## EXERCISE REQUIREMENTS
Scan the records below for the line with "like [195, 27]." and the line with "Target — man's eye". Repeat those two lines and every line between them exactly, and nothing else.

**** AVAILABLE DATA ****

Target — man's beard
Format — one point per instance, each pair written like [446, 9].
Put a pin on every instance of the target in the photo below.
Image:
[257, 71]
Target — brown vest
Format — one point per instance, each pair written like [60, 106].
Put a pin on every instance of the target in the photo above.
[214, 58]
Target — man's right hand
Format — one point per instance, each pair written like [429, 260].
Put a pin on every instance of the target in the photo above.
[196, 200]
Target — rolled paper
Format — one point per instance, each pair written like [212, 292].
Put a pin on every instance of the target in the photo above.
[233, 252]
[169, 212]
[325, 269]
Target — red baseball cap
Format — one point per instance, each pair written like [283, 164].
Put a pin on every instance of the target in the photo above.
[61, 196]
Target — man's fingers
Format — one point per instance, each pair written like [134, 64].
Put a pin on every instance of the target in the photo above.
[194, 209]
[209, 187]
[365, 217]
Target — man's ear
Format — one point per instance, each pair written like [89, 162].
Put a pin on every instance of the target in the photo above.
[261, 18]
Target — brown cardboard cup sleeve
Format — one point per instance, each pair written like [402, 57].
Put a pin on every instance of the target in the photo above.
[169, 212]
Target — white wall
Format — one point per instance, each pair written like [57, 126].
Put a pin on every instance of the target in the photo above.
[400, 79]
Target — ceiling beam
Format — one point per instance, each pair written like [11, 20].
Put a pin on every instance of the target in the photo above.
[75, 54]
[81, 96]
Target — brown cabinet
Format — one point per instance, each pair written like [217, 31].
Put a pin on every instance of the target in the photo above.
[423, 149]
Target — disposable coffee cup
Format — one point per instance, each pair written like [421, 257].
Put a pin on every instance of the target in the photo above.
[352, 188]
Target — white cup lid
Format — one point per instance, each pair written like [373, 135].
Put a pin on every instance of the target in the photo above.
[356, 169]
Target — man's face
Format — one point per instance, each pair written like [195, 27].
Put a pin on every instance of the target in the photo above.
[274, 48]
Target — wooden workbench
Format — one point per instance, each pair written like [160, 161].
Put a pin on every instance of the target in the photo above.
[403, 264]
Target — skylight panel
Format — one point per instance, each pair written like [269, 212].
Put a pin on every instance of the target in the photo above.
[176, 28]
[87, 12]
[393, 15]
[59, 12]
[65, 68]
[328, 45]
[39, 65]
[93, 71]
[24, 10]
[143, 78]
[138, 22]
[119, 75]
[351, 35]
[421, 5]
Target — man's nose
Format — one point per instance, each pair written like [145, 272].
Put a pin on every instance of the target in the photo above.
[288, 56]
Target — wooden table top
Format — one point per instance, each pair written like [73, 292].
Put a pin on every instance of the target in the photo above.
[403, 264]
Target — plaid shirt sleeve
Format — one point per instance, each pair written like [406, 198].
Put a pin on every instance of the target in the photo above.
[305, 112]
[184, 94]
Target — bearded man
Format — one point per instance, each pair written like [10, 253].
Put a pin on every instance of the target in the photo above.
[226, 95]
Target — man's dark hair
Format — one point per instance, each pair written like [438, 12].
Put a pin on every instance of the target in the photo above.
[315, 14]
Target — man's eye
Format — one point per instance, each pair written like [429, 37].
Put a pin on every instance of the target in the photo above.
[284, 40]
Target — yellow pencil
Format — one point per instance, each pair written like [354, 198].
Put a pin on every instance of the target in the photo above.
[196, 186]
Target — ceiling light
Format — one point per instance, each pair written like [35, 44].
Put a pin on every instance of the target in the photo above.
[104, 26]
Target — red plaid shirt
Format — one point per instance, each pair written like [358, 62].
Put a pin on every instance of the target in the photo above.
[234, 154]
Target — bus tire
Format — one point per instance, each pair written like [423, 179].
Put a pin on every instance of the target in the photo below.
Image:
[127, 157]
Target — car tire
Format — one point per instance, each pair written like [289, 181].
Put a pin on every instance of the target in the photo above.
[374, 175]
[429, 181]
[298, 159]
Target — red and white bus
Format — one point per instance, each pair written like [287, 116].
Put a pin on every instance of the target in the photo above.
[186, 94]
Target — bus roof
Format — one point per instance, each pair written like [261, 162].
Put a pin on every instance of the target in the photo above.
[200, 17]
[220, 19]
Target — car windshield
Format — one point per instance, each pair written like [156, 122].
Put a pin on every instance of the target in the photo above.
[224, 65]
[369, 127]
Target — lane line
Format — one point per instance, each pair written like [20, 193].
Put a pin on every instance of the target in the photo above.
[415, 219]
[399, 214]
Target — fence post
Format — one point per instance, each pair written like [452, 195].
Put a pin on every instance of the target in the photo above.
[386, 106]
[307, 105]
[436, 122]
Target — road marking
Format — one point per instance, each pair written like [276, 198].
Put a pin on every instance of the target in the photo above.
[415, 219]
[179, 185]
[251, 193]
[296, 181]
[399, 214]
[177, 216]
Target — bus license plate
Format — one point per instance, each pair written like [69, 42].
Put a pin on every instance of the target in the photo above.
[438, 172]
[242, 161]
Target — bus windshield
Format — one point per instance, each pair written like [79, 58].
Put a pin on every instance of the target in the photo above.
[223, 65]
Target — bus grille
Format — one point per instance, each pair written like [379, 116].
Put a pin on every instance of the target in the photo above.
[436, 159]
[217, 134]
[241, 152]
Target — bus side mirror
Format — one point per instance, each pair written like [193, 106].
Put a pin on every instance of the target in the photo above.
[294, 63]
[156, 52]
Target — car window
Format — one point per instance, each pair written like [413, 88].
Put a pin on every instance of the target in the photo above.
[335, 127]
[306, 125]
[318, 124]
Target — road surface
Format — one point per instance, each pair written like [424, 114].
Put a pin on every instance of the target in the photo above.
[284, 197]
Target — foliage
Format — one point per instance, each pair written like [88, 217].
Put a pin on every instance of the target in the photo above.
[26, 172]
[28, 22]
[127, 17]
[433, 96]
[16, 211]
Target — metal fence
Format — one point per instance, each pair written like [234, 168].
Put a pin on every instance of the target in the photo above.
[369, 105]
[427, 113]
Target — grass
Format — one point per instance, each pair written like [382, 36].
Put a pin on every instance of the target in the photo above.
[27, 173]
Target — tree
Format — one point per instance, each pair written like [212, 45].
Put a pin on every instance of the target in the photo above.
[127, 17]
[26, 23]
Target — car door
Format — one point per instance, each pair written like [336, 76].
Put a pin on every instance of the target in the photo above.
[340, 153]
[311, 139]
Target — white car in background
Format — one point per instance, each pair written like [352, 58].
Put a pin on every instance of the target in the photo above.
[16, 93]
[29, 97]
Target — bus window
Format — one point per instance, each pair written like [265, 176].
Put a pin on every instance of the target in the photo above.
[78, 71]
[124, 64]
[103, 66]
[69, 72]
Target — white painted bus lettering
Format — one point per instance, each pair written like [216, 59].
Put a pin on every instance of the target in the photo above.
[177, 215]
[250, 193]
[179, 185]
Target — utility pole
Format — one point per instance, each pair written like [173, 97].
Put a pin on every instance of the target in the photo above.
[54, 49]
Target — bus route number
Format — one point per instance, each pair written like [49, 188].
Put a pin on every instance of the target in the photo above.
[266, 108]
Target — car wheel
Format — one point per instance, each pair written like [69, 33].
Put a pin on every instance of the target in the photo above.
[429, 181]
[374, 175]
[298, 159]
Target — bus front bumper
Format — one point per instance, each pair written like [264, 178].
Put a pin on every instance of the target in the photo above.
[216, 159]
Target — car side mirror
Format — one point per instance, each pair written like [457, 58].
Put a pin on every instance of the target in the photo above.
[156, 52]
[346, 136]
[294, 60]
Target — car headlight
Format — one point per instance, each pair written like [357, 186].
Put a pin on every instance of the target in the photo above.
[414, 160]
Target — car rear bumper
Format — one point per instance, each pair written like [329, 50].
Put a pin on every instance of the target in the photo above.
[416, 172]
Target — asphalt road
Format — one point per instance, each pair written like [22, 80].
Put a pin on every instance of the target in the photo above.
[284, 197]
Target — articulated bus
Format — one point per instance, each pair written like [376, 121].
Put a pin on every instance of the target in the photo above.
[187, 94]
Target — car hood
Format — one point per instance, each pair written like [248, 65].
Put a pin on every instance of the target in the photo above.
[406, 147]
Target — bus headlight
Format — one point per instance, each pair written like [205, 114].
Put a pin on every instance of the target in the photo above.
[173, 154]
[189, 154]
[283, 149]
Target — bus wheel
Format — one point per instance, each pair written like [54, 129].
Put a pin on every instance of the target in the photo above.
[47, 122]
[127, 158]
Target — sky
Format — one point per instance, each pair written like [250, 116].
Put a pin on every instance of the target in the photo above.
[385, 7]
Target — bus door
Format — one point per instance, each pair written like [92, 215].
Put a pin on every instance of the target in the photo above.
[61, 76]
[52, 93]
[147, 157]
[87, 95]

****

## FINISHED EXERCISE
Format — one point per instance, each pair written like [195, 27].
Put a pin on every instance of the target in the photo above.
[274, 48]
Target — wooden workbench
Format — one point per instance, each pair written like [160, 161].
Put a pin on every instance of the target in the photo above.
[403, 264]
Target — skylight panel
Format — one point per instance, each pair written like [269, 212].
Put a pin on every instance of the target in the photo above.
[176, 28]
[87, 12]
[393, 15]
[59, 12]
[65, 68]
[328, 45]
[39, 65]
[93, 71]
[24, 10]
[143, 78]
[138, 22]
[119, 75]
[351, 35]
[421, 5]
Target — man's nose
Format — one point per instance, each pair written like [145, 272].
Put a pin on every instance of the target in the photo above.
[288, 56]
Target — wooden table top
Format — one point per instance, each pair written like [73, 292].
Put a pin on every instance of the target in the photo above.
[403, 264]
Target — plaid shirt sleeve
Format — one point per instance, each pair written like [406, 198].
Put a pin on every instance of the target in the photo above.
[305, 112]
[184, 94]
Target — bearded man
Format — one point per instance, each pair written like [10, 253].
Put a pin on every instance of the target in the photo above.
[226, 95]
Target — man's dark hair
Format — one point per instance, each pair written like [438, 12].
Put a pin on every instance of the target in the photo above.
[315, 14]
Target — man's eye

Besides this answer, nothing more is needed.